TEXT:
Äpfel haben ein super Image: Sie tun dem Menschen gut und der Natur – jedenfalls haben sie das Potenzial dazu. Nun bombardiert eine Apfel-„Marke“ die Deutschen mit Reklame und treibt die Kommerzialierung und Standardisierung des einst so vielfältigen Obstes auf die Spitze. Wir haben eine Anzeige neu betextet.
Teure Printanzeigen in Magazinen wie „Stern“ und „Spiegel“ leisten sich heute gar nicht mehr so viele Unternehmen. Wenn, dann wird dort etwa für Autos geworben, für Investmentfonds – oder für Äpfel. Für Äpfel? Ja, wirklich. Woche für Woche beschwört derzeit die Sorte „Pink Lady“ in bunten Annoncen ihre Vorzüge, erklärt, man zeige Verantwortung für Anbaugebiete und Kunden, fördere den Austausch von Werten und Know-how und arbeite „mit der Natur zusammen“. Alles sieht ganz lieblich, friedlich und handgeerntet aus. Der Slogan: „So viel mehr als nur ein Apfel“.

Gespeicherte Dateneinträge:
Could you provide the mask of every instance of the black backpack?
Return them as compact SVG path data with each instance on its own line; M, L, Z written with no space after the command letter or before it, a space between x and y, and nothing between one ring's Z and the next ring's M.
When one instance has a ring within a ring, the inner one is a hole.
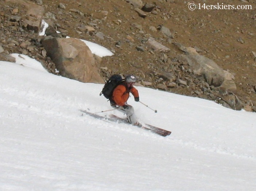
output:
M112 75L105 83L100 95L103 94L105 98L111 100L115 88L125 80L125 79L123 80L122 76L119 74Z

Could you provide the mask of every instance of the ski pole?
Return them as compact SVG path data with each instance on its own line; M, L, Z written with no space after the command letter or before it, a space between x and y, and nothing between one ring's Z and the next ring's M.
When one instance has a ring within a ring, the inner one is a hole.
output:
M146 105L146 104L145 104L144 103L143 103L141 102L140 101L139 101L139 102L140 103L141 103L141 104L143 104L143 105L144 105L144 106L145 106L147 107L148 107L148 108L149 108L151 110L154 111L155 112L155 113L157 113L157 110L153 110L153 109L152 109L152 108L151 108L149 107L148 107L148 106L147 106L147 105Z

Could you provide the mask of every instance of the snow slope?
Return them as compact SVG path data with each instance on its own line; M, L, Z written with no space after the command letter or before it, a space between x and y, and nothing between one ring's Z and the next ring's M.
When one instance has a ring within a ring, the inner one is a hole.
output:
M102 84L24 59L0 61L0 191L255 190L255 113L137 87L158 113L128 103L140 121L172 132L163 137L82 115L112 109ZM110 114L124 116L101 114Z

VERSTÄNDNIS PRÜFEN:
1. Wie lautet laut dem Text über die Apfelwerbung der Slogan der Sorte „Pink Lady“?
2. Schreib den Text über die Apfelwerbung nach seinem letzten Satz weiter.

ERWARTETE ANTWORTEN:
1. „So viel mehr als nur ein Apfel“

2.
Pink Lady ist eine sogenannte Clubsorte – und damit keine „Sorte“ im züchterischen Sinn (die heißt Cripps Pink), sondern eigentlich eine Marke. Bauern schließen mit einer Vermarktungsgesellschaft Verträge ab, die vorschreiben, wie groß, wie rund und wie rot die gelieferten Äpfel sein müssen. Wer dabei sein möchte, zahlt Lizenzgebühren und erhält im Gegenzug relativ hohe Abnahmepreise, die an die Kunden durchgereicht werden. Pink-Lady-Äpfel sind teuer, das Marketing- und Kontrollsystem samt aufwendiger Social-Media-Kampagnen samt Club-Mitgliedschaft hat seinen Preis.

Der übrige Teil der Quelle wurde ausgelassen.